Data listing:
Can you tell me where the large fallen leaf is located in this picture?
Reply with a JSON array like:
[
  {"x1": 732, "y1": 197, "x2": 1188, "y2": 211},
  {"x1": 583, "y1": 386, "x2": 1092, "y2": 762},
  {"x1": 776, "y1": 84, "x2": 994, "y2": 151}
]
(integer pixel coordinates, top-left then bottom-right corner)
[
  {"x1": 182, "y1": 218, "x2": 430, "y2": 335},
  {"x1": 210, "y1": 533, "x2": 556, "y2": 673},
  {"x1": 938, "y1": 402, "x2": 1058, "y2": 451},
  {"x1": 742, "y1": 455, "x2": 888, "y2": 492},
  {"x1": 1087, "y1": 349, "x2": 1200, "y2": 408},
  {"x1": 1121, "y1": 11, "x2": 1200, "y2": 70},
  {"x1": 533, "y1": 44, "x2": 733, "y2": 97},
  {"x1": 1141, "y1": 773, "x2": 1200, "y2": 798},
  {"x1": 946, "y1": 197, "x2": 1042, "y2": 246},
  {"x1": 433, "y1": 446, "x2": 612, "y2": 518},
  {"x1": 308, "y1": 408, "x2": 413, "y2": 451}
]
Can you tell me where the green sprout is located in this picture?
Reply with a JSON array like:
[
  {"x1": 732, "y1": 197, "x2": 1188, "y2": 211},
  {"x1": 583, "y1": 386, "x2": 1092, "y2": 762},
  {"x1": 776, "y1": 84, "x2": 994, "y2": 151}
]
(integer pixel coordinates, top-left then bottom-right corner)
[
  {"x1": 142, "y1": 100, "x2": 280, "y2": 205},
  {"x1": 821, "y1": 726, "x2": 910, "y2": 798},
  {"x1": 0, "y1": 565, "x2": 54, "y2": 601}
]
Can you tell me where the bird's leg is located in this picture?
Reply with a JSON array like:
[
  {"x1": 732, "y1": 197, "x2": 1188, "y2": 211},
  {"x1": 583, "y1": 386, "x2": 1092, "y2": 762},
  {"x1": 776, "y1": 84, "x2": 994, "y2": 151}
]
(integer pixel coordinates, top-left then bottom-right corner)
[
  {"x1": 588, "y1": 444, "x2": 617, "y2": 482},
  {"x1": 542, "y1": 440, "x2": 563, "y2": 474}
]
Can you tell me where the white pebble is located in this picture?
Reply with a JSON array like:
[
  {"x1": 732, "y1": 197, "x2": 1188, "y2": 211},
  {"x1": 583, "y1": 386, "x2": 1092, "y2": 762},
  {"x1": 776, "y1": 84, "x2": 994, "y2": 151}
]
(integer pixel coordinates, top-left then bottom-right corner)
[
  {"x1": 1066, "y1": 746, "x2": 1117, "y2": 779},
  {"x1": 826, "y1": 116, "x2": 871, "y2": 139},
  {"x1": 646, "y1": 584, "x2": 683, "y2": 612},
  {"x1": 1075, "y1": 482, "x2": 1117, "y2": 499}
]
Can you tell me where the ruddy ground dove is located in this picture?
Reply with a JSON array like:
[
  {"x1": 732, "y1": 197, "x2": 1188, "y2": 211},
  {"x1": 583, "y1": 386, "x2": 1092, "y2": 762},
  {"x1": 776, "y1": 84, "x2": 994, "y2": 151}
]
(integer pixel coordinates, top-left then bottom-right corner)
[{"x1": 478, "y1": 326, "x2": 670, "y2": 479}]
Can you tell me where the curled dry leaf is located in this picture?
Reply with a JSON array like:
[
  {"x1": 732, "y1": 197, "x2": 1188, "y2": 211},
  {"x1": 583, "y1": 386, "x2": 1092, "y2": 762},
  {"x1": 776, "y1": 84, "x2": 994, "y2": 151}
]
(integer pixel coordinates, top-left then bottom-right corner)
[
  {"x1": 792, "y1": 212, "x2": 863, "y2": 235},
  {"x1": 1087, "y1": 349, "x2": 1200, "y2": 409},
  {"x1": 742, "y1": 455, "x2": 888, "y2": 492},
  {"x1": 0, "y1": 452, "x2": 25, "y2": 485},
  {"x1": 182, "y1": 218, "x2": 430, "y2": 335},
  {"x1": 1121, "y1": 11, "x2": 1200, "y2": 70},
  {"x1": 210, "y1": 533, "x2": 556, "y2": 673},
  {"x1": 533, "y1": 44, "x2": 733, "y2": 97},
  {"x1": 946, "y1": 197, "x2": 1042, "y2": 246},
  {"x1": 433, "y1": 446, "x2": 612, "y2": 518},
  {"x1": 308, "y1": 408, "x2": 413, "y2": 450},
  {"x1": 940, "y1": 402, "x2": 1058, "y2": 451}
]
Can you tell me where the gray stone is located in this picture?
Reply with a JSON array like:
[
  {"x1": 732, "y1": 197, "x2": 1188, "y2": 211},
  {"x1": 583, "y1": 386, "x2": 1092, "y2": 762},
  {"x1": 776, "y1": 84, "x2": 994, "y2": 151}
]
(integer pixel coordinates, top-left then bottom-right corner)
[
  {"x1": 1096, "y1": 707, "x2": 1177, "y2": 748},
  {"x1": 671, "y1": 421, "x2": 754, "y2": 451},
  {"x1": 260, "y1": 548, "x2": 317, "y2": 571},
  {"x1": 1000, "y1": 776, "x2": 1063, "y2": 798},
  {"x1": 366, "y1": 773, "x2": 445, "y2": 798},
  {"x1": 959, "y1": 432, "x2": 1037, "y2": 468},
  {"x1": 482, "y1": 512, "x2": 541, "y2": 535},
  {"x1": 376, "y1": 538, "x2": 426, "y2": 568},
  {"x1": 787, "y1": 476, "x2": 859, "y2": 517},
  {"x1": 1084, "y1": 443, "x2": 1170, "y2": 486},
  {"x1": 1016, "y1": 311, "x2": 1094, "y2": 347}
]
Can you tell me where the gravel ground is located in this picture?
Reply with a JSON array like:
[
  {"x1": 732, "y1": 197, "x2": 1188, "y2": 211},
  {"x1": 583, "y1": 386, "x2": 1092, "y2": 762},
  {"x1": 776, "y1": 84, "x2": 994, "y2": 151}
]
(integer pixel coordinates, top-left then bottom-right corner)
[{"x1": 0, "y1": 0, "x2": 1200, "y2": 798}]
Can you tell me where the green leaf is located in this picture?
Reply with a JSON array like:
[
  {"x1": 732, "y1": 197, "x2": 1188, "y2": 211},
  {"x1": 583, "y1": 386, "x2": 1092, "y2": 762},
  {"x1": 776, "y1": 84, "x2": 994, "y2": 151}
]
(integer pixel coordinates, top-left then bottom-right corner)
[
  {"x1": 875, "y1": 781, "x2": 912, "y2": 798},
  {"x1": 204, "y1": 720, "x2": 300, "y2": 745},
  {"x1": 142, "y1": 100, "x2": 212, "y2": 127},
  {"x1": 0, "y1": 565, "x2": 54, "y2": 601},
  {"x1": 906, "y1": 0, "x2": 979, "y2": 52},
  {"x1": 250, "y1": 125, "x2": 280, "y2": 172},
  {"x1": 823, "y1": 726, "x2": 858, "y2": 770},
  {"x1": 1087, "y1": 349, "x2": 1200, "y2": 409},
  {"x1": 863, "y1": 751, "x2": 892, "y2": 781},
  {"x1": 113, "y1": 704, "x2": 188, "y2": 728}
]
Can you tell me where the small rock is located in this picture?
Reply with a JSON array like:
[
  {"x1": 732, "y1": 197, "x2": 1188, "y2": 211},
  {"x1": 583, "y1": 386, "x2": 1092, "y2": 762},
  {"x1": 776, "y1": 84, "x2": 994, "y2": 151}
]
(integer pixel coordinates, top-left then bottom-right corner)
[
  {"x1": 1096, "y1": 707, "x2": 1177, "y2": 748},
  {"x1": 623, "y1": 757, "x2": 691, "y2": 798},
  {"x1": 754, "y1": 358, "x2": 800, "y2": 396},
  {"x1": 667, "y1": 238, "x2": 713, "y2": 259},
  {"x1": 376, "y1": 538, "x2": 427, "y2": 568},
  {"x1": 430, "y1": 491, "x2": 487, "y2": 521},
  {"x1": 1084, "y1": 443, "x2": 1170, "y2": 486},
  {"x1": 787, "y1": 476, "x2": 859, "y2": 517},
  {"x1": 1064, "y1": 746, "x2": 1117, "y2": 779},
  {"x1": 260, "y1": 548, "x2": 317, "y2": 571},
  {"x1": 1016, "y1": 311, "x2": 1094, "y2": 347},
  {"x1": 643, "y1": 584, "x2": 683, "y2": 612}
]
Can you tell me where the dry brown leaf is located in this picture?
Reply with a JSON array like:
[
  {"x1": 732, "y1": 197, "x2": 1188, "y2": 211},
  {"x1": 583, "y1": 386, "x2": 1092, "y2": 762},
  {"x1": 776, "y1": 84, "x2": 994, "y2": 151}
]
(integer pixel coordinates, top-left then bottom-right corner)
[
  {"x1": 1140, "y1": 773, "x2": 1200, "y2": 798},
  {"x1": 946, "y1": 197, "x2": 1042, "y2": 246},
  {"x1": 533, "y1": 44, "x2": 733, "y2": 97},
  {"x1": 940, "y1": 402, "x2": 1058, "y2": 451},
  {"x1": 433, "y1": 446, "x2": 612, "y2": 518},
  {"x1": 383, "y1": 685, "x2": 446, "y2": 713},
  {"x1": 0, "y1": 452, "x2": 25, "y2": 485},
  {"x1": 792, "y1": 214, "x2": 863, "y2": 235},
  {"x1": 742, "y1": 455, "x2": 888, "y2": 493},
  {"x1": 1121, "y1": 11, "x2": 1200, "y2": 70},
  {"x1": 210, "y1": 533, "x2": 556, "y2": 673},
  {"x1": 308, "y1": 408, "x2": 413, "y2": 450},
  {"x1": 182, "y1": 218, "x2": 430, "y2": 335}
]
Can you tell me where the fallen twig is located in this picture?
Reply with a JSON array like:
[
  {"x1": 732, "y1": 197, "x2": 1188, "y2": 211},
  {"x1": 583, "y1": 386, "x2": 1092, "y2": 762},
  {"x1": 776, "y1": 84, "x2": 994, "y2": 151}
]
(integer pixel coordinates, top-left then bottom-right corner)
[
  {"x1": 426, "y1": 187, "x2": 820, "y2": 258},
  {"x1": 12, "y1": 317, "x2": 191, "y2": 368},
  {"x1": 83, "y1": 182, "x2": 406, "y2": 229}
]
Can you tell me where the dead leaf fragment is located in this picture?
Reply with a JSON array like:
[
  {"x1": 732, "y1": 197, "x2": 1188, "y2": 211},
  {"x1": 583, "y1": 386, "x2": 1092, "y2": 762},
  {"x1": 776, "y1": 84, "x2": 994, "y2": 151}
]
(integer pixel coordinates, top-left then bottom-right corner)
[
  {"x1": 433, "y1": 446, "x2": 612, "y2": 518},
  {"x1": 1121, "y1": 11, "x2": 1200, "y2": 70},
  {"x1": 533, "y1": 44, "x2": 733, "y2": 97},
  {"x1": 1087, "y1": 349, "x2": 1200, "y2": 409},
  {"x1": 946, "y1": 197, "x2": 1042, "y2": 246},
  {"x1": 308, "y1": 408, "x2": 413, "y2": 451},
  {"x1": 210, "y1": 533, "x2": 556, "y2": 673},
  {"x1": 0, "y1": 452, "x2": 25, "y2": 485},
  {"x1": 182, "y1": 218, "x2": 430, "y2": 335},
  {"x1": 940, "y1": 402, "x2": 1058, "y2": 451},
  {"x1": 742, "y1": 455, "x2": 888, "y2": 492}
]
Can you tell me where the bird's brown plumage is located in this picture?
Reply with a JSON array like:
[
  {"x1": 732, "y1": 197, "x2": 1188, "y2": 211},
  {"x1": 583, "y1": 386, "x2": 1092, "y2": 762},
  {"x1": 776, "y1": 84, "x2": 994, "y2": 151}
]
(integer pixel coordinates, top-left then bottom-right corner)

Aim:
Return exactly the lines from the line bearing "Can you tell me where the bird's brown" to the end of the records, inclusive of both; include no other lines.

Answer below:
Can you tell me where the bird's brown plumage is located in this picture?
Reply with a JSON array like:
[
  {"x1": 732, "y1": 197, "x2": 1188, "y2": 211},
  {"x1": 583, "y1": 386, "x2": 1092, "y2": 762},
  {"x1": 776, "y1": 84, "x2": 994, "y2": 151}
]
(integer pixel coordinates, top-left then bottom-right corner)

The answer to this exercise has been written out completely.